# ASSIGNMENT
With no line left out, restate the data word for word.

# DATASET RECORDS
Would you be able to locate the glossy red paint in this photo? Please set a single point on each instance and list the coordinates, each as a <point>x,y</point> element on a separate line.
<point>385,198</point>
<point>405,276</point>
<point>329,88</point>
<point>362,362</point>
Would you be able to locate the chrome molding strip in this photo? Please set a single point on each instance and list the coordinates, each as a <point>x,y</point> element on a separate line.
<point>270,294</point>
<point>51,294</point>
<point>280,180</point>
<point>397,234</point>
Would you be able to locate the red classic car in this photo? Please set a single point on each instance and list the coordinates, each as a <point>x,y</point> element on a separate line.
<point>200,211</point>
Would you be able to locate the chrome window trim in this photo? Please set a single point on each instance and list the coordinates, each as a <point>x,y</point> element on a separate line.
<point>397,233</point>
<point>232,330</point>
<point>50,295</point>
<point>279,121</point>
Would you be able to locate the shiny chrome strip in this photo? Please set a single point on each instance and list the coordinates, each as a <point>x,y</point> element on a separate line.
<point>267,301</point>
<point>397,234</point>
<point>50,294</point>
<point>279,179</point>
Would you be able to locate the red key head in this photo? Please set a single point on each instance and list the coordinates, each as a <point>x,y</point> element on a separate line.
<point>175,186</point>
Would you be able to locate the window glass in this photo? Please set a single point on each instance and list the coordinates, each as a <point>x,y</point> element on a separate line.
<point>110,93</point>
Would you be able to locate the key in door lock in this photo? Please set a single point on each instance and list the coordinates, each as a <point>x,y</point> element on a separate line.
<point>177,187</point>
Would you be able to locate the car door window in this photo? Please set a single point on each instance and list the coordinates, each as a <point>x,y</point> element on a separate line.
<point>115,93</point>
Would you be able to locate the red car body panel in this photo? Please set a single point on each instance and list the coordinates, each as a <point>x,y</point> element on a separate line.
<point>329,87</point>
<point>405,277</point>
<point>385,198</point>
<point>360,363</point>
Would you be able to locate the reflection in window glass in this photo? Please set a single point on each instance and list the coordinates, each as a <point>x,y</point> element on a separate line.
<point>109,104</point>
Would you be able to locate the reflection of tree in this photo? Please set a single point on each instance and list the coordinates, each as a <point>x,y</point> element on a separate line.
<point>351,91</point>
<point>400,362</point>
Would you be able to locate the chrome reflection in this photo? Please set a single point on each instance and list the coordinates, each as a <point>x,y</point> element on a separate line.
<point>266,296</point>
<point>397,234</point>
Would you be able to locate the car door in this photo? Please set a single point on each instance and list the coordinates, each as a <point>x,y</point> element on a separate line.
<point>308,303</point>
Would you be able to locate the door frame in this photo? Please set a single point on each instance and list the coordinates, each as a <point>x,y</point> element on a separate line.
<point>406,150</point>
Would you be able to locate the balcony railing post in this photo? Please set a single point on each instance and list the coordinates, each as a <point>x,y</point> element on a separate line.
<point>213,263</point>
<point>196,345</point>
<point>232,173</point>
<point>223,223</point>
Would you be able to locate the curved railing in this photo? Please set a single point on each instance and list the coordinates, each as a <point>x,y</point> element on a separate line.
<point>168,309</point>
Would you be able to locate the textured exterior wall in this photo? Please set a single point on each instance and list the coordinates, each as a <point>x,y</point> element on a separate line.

# EXERCISE ANSWER
Would you be able to locate the glossy red paint in this photo? Please set a single point on each instance and list the coordinates, each as a <point>x,y</point> element on a separate line.
<point>385,198</point>
<point>405,276</point>
<point>329,88</point>
<point>362,362</point>
Would you be able to locate the chrome molding strip in this photo? Please set a single point on each instance and list the coordinates, each as a <point>x,y</point> element on a separate line.
<point>270,294</point>
<point>51,294</point>
<point>280,180</point>
<point>397,234</point>
Would you be able to locate the red classic car in this photo? Please set a single point on each instance and list the coordinates, each as a <point>x,y</point> element on a separate line.
<point>200,211</point>
Would you be able to locate the chrome window trim in this photo? Please set a single point on each instance and list the coordinates, each as a <point>x,y</point> element on a separate line.
<point>397,233</point>
<point>232,330</point>
<point>50,295</point>
<point>279,121</point>
Would you be able to locate the shiny chrome strip in this photo? Please set a single point on each instance and list the coordinates, each as a <point>x,y</point> element on a separate line.
<point>267,301</point>
<point>397,234</point>
<point>50,294</point>
<point>279,179</point>
Would you be able to locate the red key head in this photo? Please set a single point on each instance and list the coordinates, each as a <point>x,y</point> element on a separate line.
<point>175,186</point>
Would you be able to locate the window glass in this photo? Please set a single point on each instance and list the coordinates, each as a <point>x,y</point> element on a separate line.
<point>110,93</point>
Would you be able to locate the key in door lock in this photo? Please set a single point on each instance and list the coordinates, each as a <point>x,y</point> element on a separate line.
<point>177,187</point>
Would you be able to locate the car door window in this photo? Please set a single point on each instance and list the coordinates, each as a <point>x,y</point> element on a separate line.
<point>115,93</point>
Would you be able to locate the red car body panel in this photo? Please set a single point on each instance and list the coordinates, each as a <point>x,y</point> element on a separate line.
<point>329,87</point>
<point>405,277</point>
<point>385,198</point>
<point>360,363</point>
Would you be able to locate the reflection in window glass in this photo? Please set a single point on each instance and list the coordinates, each as a <point>x,y</point> element on a separate line.
<point>109,104</point>
Would you be able to locate the reflection of tree in this photo? Please set a single point on each instance and list the coordinates, each as a <point>x,y</point> element on a separate line.
<point>351,91</point>
<point>400,362</point>
Would you be able to locate the chrome reflection in this photo? Please set a single point on each instance and list the coordinates, each as a <point>x,y</point> element on a separate line.
<point>266,296</point>
<point>397,234</point>
Would you be able to locate the car door in this photo? Please set a single point on each instance and list the coordinates, each as a <point>x,y</point> element on a separate line.
<point>308,303</point>
Would you be able to locate the door frame in this photo? Please set a single point on each instance and list the coordinates, each as a <point>x,y</point> element on a separate line.
<point>406,150</point>
Would you be able to locate the balcony railing post in this photo? Please set a single point on each instance and list the coordinates, each as a <point>x,y</point> element on a separate line.
<point>213,263</point>
<point>196,345</point>
<point>232,173</point>
<point>223,223</point>
Would you be able to locate the curved railing in this photo? Please set a single point on each instance and list the coordinates, each as a <point>x,y</point> element on a separate line.
<point>168,309</point>
Would you be able to locate the textured exterior wall in this photo? Please set a single point on each instance and list the coordinates, each as a <point>x,y</point> element on a separate line.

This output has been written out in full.